--- ASSIGNMENT ---
From the first line to the last, copy the material exactly and leave the pictures out.

--- EXCERPTED DATA ---
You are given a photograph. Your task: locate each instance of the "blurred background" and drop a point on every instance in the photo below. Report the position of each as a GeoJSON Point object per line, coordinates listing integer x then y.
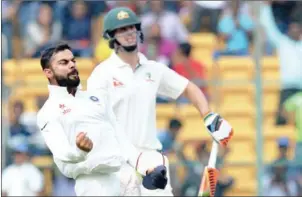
{"type": "Point", "coordinates": [246, 56]}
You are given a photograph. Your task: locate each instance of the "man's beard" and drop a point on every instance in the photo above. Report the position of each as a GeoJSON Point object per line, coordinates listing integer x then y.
{"type": "Point", "coordinates": [67, 82]}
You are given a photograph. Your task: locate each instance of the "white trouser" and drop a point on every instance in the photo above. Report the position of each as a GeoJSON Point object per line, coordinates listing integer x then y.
{"type": "Point", "coordinates": [122, 183]}
{"type": "Point", "coordinates": [145, 192]}
{"type": "Point", "coordinates": [97, 185]}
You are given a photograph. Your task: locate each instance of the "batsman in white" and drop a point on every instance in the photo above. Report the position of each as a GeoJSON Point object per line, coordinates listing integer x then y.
{"type": "Point", "coordinates": [137, 81]}
{"type": "Point", "coordinates": [80, 128]}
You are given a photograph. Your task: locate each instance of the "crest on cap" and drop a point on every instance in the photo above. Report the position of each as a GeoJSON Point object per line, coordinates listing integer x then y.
{"type": "Point", "coordinates": [122, 15]}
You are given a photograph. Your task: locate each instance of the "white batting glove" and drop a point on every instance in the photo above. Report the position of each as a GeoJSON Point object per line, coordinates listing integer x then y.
{"type": "Point", "coordinates": [220, 129]}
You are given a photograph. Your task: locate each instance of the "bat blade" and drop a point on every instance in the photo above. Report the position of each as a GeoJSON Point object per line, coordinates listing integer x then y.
{"type": "Point", "coordinates": [210, 174]}
{"type": "Point", "coordinates": [209, 182]}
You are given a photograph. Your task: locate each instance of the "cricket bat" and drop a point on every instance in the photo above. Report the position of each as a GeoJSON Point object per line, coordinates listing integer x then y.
{"type": "Point", "coordinates": [210, 174]}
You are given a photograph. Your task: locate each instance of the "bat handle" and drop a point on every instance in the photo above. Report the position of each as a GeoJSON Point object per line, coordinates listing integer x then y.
{"type": "Point", "coordinates": [213, 155]}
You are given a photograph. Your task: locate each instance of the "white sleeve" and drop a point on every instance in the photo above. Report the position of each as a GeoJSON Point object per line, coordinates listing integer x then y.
{"type": "Point", "coordinates": [56, 140]}
{"type": "Point", "coordinates": [171, 83]}
{"type": "Point", "coordinates": [36, 178]}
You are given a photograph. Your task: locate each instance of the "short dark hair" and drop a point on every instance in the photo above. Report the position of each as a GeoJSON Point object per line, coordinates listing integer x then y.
{"type": "Point", "coordinates": [48, 53]}
{"type": "Point", "coordinates": [185, 48]}
{"type": "Point", "coordinates": [175, 124]}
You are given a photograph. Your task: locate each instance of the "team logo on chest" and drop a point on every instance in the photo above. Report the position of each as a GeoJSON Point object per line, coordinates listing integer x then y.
{"type": "Point", "coordinates": [117, 83]}
{"type": "Point", "coordinates": [64, 109]}
{"type": "Point", "coordinates": [94, 98]}
{"type": "Point", "coordinates": [149, 77]}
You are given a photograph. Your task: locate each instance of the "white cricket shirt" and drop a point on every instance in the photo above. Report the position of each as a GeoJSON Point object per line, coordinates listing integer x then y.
{"type": "Point", "coordinates": [134, 95]}
{"type": "Point", "coordinates": [63, 116]}
{"type": "Point", "coordinates": [22, 180]}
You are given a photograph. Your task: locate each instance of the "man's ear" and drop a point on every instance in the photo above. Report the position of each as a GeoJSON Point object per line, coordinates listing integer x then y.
{"type": "Point", "coordinates": [48, 73]}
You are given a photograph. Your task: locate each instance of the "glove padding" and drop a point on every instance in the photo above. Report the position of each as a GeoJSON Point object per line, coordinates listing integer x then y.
{"type": "Point", "coordinates": [157, 179]}
{"type": "Point", "coordinates": [219, 128]}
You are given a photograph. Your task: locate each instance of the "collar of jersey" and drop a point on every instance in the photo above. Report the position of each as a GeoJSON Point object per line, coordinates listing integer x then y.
{"type": "Point", "coordinates": [120, 63]}
{"type": "Point", "coordinates": [58, 91]}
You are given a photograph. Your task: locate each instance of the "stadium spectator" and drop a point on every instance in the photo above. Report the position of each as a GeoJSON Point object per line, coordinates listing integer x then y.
{"type": "Point", "coordinates": [289, 49]}
{"type": "Point", "coordinates": [29, 119]}
{"type": "Point", "coordinates": [170, 23]}
{"type": "Point", "coordinates": [27, 13]}
{"type": "Point", "coordinates": [235, 29]}
{"type": "Point", "coordinates": [293, 112]}
{"type": "Point", "coordinates": [22, 178]}
{"type": "Point", "coordinates": [77, 28]}
{"type": "Point", "coordinates": [210, 9]}
{"type": "Point", "coordinates": [282, 13]}
{"type": "Point", "coordinates": [42, 32]}
{"type": "Point", "coordinates": [186, 66]}
{"type": "Point", "coordinates": [9, 11]}
{"type": "Point", "coordinates": [278, 183]}
{"type": "Point", "coordinates": [168, 137]}
{"type": "Point", "coordinates": [185, 13]}
{"type": "Point", "coordinates": [157, 48]}
{"type": "Point", "coordinates": [5, 48]}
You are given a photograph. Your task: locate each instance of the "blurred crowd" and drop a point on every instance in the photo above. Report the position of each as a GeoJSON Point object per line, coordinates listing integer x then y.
{"type": "Point", "coordinates": [28, 27]}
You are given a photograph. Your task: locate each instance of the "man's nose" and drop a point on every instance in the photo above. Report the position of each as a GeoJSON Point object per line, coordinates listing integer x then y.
{"type": "Point", "coordinates": [72, 64]}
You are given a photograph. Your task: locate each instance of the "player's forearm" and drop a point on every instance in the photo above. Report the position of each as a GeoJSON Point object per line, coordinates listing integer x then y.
{"type": "Point", "coordinates": [58, 144]}
{"type": "Point", "coordinates": [197, 98]}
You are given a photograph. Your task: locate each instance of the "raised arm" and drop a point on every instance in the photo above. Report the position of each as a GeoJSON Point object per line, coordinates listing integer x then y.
{"type": "Point", "coordinates": [56, 140]}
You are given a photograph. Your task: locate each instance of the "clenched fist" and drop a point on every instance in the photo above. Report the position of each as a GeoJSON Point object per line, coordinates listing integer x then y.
{"type": "Point", "coordinates": [83, 142]}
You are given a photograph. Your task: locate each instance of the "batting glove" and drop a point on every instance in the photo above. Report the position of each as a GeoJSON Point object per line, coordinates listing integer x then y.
{"type": "Point", "coordinates": [220, 129]}
{"type": "Point", "coordinates": [157, 179]}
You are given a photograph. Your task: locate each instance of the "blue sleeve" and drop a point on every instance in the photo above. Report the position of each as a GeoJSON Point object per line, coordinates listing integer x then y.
{"type": "Point", "coordinates": [268, 21]}
{"type": "Point", "coordinates": [225, 25]}
{"type": "Point", "coordinates": [246, 22]}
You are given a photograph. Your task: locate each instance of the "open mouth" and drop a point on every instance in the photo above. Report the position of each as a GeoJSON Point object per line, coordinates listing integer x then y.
{"type": "Point", "coordinates": [74, 75]}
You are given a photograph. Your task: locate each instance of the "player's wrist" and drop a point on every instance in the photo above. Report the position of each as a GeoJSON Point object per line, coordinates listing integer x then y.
{"type": "Point", "coordinates": [207, 116]}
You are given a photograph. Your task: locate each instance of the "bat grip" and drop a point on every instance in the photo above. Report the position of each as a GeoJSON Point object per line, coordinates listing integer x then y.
{"type": "Point", "coordinates": [213, 155]}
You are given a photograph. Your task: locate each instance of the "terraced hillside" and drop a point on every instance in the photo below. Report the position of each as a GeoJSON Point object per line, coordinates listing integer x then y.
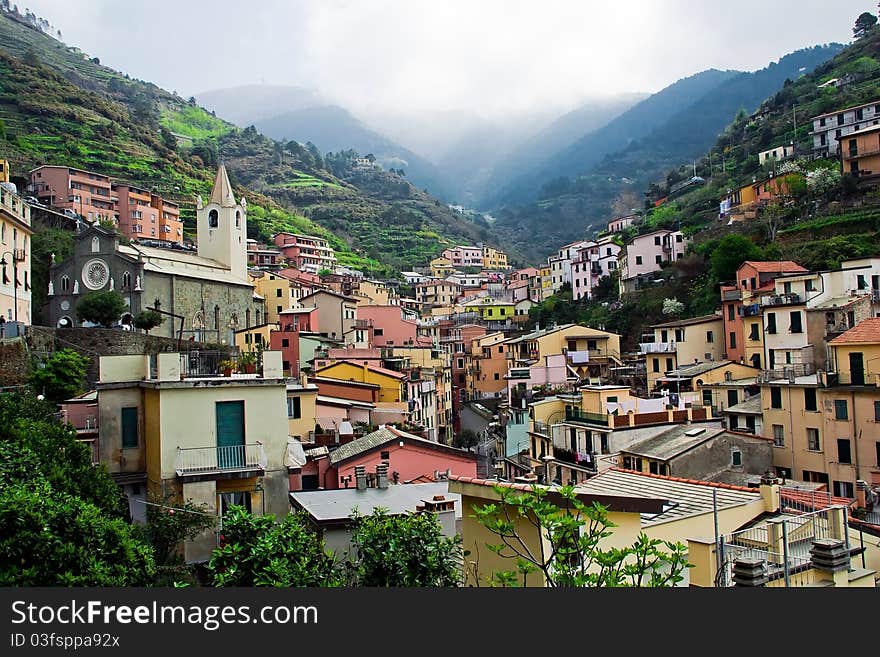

--- ANSWER FOR THIS EXERCISE ---
You are given a photograph. Your task: locate each instance of the "blurred background" and drop a point on every instance in the photo below. Report the position of each as a GeoJSON Point object per line, coordinates listing integer x then y.
{"type": "Point", "coordinates": [246, 56]}
You are given a photograph. Your task: locate each instance of the "man's beard" and drop a point on every instance in the photo above. Report the position of each as a GeoJSON Point object per line, coordinates listing integer x then y.
{"type": "Point", "coordinates": [67, 82]}
You are given a photograph. Your task: locate each instance of the "white trouser" and drop a point on every instance in the photo above. Report the position of each as a GeoJSON Point object per line, coordinates listing integer x then y.
{"type": "Point", "coordinates": [122, 183]}
{"type": "Point", "coordinates": [145, 192]}
{"type": "Point", "coordinates": [97, 185]}
You are given a photograph. Your task: locate each instance of the "batsman in white" and drop a point on every instance in the photo above. Report the position of each as a GeoJSON Point object per line, coordinates listing integer x then y.
{"type": "Point", "coordinates": [137, 81]}
{"type": "Point", "coordinates": [80, 128]}
You are given a photograph. Your task: locate each instance of the "crest on cap" and drop a point on every instance in the photo above. Report the position of each as a GeoJSON Point object per line, coordinates listing integer x then y.
{"type": "Point", "coordinates": [122, 15]}
You are given a photograph. Your task: locate each instance of the "white batting glove" and drop a point on every instance in the photo above. Report the position of each as a GeoJSON Point object per line, coordinates listing integer x then y.
{"type": "Point", "coordinates": [220, 129]}
You are given a photograph. Your task: locate each instance of the "bat blade" and drop a point on every instance in the photo above. Report the position of each as a GeoJSON Point object per line, coordinates listing integer x then y.
{"type": "Point", "coordinates": [210, 174]}
{"type": "Point", "coordinates": [209, 182]}
You are given a photograph. Your task: locate each instance of the "cricket bat" and drop a point on every instance in the photo above. Report the position of each as a GeoJSON Point object per line, coordinates listing integer x then y.
{"type": "Point", "coordinates": [210, 174]}
You are given a photograph. Your task: locate each instance of the "bat handle" and drop a point on every instance in the photo above. Report the position of each as a GeoJSON Point object per line, coordinates listing integer x then y.
{"type": "Point", "coordinates": [213, 155]}
You are given a photograph. Your task: locate each instance of the "white sleeve" and drop a point on every instance in the photo above. Report the position of each as a GeoJSON Point object per line, coordinates listing integer x then y.
{"type": "Point", "coordinates": [56, 140]}
{"type": "Point", "coordinates": [171, 83]}
{"type": "Point", "coordinates": [36, 178]}
You are given a photograph. Your task: locate each instance of the "short dark hair" and drop a point on every instance in the photo above. Report the position of each as a GeoJSON Point object per line, coordinates listing integer x then y.
{"type": "Point", "coordinates": [48, 53]}
{"type": "Point", "coordinates": [185, 48]}
{"type": "Point", "coordinates": [175, 124]}
You are given a photograph. Your task: locate each instance of the "team logo on chest" and drop a point on every instance in the photo above. Report the position of each as a GeoJSON Point object per line, coordinates listing integer x then y.
{"type": "Point", "coordinates": [117, 83]}
{"type": "Point", "coordinates": [64, 109]}
{"type": "Point", "coordinates": [94, 98]}
{"type": "Point", "coordinates": [149, 77]}
You are given a photograph. Your task: locate each instance of the "white cricket shirt" and drop a point on every instance in the photo above. Report the position of each as a GeoJSON Point object per line, coordinates listing integer x then y.
{"type": "Point", "coordinates": [134, 95]}
{"type": "Point", "coordinates": [63, 116]}
{"type": "Point", "coordinates": [22, 180]}
You are given a photograph. Your task: locate each instance of the "man's ear" and drop a point on every instance in the photo above. Report the position of each as a GeoJSON Point object per line, coordinates listing integer x then y.
{"type": "Point", "coordinates": [48, 73]}
You are given a photograph. Your task: locate each instance of the "glove padding" and drop a point on every instance in the photo above. Report the position of each as a GeoJSON Point object per line, coordinates listing integer x then y.
{"type": "Point", "coordinates": [157, 179]}
{"type": "Point", "coordinates": [219, 128]}
You are given a photograph. Your task: locate each instance of the "collar of jersey" and drop a point on every instance in the photo above. Report the position of each as a GeoJSON Point object per line, coordinates listing integer x then y.
{"type": "Point", "coordinates": [120, 63]}
{"type": "Point", "coordinates": [58, 91]}
You are given a photograph. Your task: locate each instance of the "stadium spectator" and drop a point on every instance in the photo above. Report the position of each as a GeoJSON Point object per line, coordinates listing integer x then y.
{"type": "Point", "coordinates": [289, 49]}
{"type": "Point", "coordinates": [29, 119]}
{"type": "Point", "coordinates": [170, 23]}
{"type": "Point", "coordinates": [27, 13]}
{"type": "Point", "coordinates": [235, 29]}
{"type": "Point", "coordinates": [293, 112]}
{"type": "Point", "coordinates": [22, 178]}
{"type": "Point", "coordinates": [77, 28]}
{"type": "Point", "coordinates": [210, 9]}
{"type": "Point", "coordinates": [282, 13]}
{"type": "Point", "coordinates": [42, 32]}
{"type": "Point", "coordinates": [186, 66]}
{"type": "Point", "coordinates": [9, 11]}
{"type": "Point", "coordinates": [278, 183]}
{"type": "Point", "coordinates": [168, 137]}
{"type": "Point", "coordinates": [185, 13]}
{"type": "Point", "coordinates": [157, 48]}
{"type": "Point", "coordinates": [5, 48]}
You are given a photograph. Your task: locate each instance of the "blurred crowd" and drop a point on every instance in the photo above. Report the position of each as a GeoJSON Point object per line, coordinates listing integer x then y.
{"type": "Point", "coordinates": [28, 27]}
You are given a photograph. Your task: locate each instance of the "man's nose" and drop a point on every instance in the photo above. Report the position of each as a GeoJSON Point object per line, coordinates listing integer x then y.
{"type": "Point", "coordinates": [72, 64]}
You are given a photograph. Your task: locate each instance of the "player's forearm" and drop a point on every instance in the photo above. Report the position of each as a GeoJSON Point object per line, coordinates listing integer x then y.
{"type": "Point", "coordinates": [58, 144]}
{"type": "Point", "coordinates": [197, 98]}
You are given a photograph. Your task: locate each instance of the "raised arm" and drop a point on every instance in the photo above. Report the position of each as a GeoJSON Point object per line, coordinates listing integer x then y.
{"type": "Point", "coordinates": [56, 140]}
You are given a photograph. Your task: locate each instance of the "clenched fist" and drop a point on every instance in the photo above. Report the position of each as a GeoJSON Point object per line, coordinates listing integer x then y.
{"type": "Point", "coordinates": [83, 142]}
You are given a photograph. Your task: locate each instance of the "batting glove" and drop a point on every instance in the photo above. Report the position of each as a GeoJSON Point object per line, coordinates listing integer x then y.
{"type": "Point", "coordinates": [220, 129]}
{"type": "Point", "coordinates": [157, 179]}
You are given a photograph. Your task: locate each instance of the "blue sleeve" and drop a point on every instance in the photo above. Report the position of each as a GeoJSON Point object per line, coordinates listing integer x then y.
{"type": "Point", "coordinates": [268, 21]}
{"type": "Point", "coordinates": [225, 25]}
{"type": "Point", "coordinates": [246, 22]}
You are given a photograph. Your task: locate each instance of the "open mouth" and drop a point on every instance in the photo above. Report the position of each as a GeoJSON Point object per line, coordinates listing integer x then y.
{"type": "Point", "coordinates": [74, 75]}
You are given a photograph. Your task: locate each instance of the "player's wrist" and drop a point on every instance in the photo above. Report the position of each as a GeoJSON Point object per line, coordinates listing integer x then y.
{"type": "Point", "coordinates": [207, 116]}
You are given a photograph. Your task: locate each instance of the "bat grip" and drop a point on every instance in the photo above. Report the position of each as a GeoJSON Point object per line, coordinates listing integer x then y.
{"type": "Point", "coordinates": [213, 155]}
You are given a photograph. Your task: locate each instance of the "terraced hillside" and drop a point on every instance in the photo below. Report the position of each as a GeoJSON Point object per line, coordinates listing integer x then y.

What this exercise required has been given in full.